§ Brief: From the data below, copy the lines from the one containing "the thumb sculpture." up to and including the one containing "Target: thumb sculpture", character for character and with nothing else.

§ Supplied material:

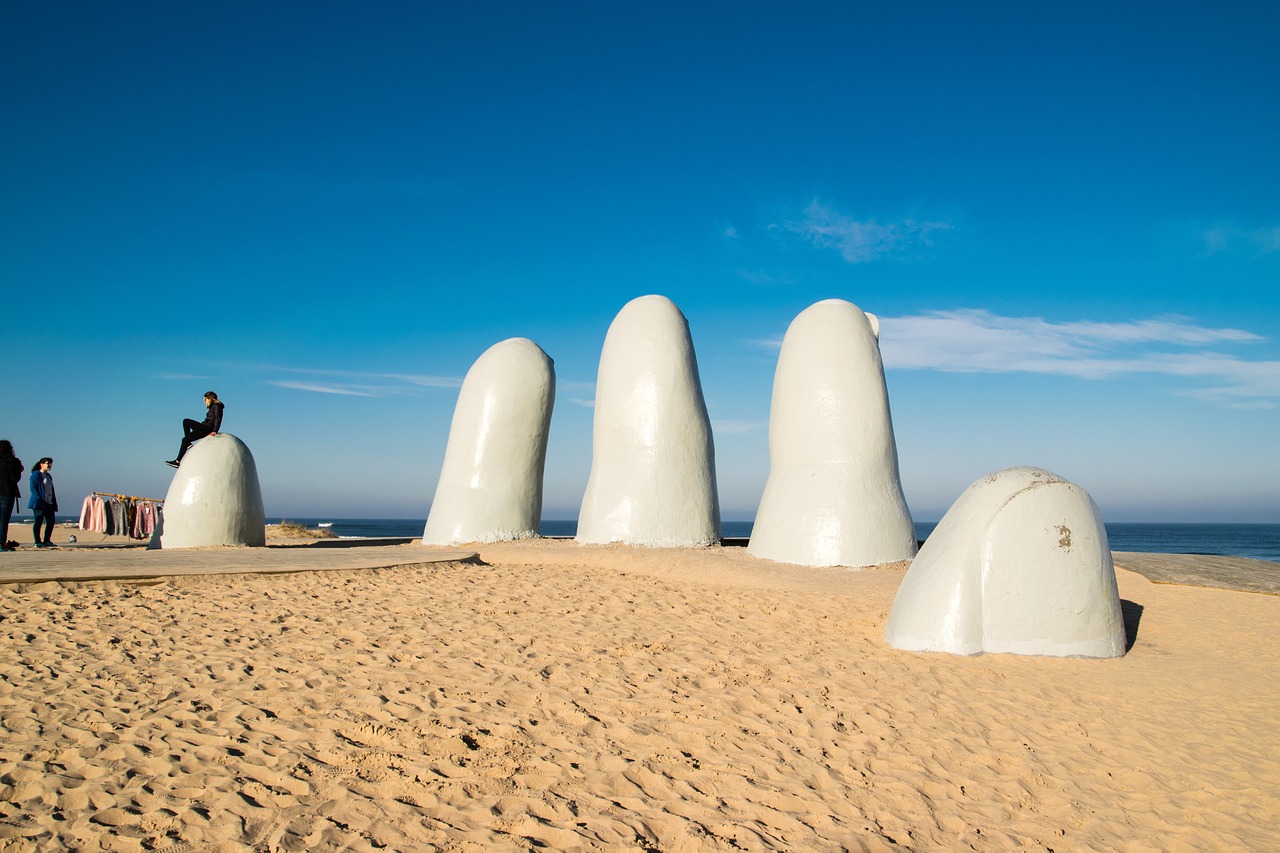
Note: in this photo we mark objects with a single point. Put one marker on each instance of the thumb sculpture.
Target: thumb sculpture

* * *

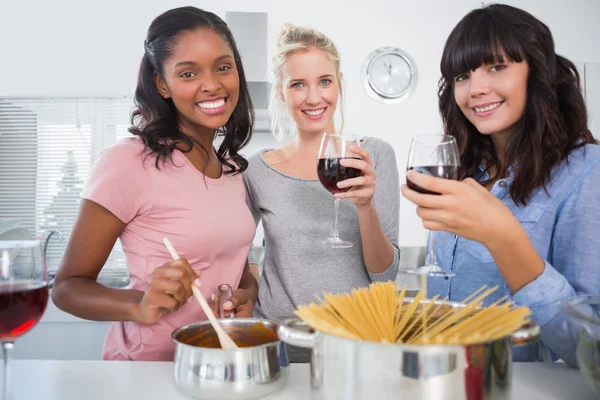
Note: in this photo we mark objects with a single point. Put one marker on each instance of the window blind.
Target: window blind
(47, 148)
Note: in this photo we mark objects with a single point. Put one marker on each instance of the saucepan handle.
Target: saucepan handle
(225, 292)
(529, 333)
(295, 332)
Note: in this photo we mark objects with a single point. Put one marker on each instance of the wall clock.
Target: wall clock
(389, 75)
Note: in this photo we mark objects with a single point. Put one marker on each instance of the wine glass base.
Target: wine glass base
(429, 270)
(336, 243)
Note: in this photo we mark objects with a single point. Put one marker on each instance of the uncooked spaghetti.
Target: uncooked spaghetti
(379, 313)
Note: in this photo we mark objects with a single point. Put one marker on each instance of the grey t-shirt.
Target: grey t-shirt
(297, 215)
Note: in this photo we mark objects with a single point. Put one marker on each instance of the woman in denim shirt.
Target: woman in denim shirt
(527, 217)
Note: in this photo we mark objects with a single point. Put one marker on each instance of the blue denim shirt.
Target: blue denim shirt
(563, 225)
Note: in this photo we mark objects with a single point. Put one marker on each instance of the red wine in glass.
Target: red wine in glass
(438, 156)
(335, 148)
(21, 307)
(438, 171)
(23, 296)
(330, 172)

§ Written answer:
Note: in this photo we mark objects with a single point. Put one marker on each instance of the thumb sculpture.
Target: thumb sculpture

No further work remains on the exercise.